:: Excerpt to read ::
Honors for making history as she taught it
The experiment started 32 years ago, when an adventurous eighth-grade teacher decided to challenge herself and her students.
With the nurturing support of dozens of Brookline officials, residents, students, teachers, and parents, her idea evolved into Facing History and Ourselves, now an international program with 160 staff members and a $20 million budget.
Margot Stern Strom asked tough questions and created a program that listens to young people and encourages them contribute to critical debates about history and moral choices. It teaches educators how to use critical periods of history, such as the Holocaust, Armenian genocide, US slavery, and segregation, to help students develop moral decision-making skills.
In recognition of her extraordinary achievement, the Brookline Rotary Club last month honored Strom, who began the process with two Runkle School classes totaling 42 teenagers six years after she was hired in 1970.
Now in more than 120 countries, with more than 25,000 trained educators reaching about 1.8 million students annually, Facing History and Ourselves retains its Brookline roots, with an office in the former high school building of St. Mary's School, not far from Strom's home.
Strom describes her program as a mix of elements: It is an incubator of good teaching, a book publisher, a place where adults reflect on and discuss their teaching, and a way of connecting people within schools, within communities, and across time.
A slim dynamo at 66, Strom was brought back to the beginning a couple of weeks before the awards presentation when her first Facing History class held a reunion here.
Strom recalls those 1976-77 sessions in Room 207 well, as she's drawn on them ever since.
Journals kept by her and her students became the backbone of her resource book on teaching the Holocaust.
:::
:: Records provided ::
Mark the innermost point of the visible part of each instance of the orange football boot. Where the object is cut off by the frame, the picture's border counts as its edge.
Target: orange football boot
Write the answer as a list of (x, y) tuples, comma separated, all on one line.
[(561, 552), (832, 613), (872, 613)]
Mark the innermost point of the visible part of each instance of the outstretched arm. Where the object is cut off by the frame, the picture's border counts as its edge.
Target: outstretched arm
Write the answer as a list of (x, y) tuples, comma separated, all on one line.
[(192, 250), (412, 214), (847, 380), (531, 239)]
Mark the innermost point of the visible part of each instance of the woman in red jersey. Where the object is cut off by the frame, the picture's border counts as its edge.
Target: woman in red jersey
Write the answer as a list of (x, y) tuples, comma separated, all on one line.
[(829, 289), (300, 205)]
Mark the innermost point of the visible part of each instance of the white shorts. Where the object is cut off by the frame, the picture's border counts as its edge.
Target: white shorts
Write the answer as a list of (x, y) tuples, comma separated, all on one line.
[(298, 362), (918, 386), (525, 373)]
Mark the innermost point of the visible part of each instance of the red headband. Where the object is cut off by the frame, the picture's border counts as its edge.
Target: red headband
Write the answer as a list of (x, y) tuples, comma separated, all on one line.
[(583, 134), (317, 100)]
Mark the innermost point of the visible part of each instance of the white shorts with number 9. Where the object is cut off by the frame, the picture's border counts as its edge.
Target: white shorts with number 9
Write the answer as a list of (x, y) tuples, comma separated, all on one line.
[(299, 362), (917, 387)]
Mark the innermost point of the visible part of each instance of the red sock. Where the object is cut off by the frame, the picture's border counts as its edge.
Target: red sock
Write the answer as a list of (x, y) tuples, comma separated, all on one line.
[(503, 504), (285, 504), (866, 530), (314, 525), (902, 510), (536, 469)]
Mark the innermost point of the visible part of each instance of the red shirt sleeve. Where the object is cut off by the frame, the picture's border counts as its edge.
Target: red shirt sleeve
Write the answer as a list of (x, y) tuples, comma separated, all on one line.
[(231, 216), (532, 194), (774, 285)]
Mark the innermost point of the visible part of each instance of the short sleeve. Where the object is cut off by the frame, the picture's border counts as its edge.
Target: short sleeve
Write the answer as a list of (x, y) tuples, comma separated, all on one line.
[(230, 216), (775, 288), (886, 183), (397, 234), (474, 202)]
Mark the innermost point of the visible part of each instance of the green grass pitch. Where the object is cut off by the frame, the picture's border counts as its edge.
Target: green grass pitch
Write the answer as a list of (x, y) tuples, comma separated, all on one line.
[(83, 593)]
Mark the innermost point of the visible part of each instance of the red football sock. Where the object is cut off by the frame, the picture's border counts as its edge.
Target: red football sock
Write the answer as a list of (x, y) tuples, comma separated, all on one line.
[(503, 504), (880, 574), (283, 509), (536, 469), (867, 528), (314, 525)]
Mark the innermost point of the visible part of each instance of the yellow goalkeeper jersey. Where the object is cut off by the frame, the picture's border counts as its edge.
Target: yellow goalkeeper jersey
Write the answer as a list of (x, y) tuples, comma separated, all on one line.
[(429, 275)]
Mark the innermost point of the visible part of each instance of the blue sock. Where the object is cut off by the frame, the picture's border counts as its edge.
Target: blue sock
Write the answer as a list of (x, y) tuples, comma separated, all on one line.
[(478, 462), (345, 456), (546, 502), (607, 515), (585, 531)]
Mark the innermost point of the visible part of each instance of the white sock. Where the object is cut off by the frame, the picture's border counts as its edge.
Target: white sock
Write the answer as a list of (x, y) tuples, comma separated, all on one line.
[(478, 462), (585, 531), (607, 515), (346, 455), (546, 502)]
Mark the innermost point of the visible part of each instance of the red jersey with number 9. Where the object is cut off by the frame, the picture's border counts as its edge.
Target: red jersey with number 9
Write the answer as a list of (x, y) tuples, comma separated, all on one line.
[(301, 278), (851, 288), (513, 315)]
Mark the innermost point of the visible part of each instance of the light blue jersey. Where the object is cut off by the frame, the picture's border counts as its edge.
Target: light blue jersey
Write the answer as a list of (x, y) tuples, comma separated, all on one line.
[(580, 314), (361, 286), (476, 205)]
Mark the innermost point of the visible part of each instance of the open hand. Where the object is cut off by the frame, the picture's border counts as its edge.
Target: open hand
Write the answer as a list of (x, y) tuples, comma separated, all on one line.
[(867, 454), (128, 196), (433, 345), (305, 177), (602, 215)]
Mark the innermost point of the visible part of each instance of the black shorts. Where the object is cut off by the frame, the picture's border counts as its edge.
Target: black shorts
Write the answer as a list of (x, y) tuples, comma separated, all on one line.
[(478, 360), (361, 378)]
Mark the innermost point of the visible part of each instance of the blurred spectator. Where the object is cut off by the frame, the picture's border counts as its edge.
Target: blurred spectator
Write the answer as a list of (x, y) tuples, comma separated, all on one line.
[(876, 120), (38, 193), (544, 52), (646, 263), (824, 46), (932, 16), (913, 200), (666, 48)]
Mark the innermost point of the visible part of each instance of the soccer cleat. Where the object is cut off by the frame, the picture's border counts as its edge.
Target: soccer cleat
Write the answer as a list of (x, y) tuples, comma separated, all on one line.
:::
_Given instruction_:
Answer these from the article on Facing History and Ourselves:
(a) How many teenagers were in the two Runkle School classes where Strom began the program?
(b) In what building does the program have its Brookline office?
(c) What became the backbone of Strom's resource book on teaching the Holocaust?
The records play no part in what is asked here.

_Answer to this task_:
(a) 42 teenagers.
(b) The former high school building of St. Mary's School.
(c) Journals kept by Strom and her students.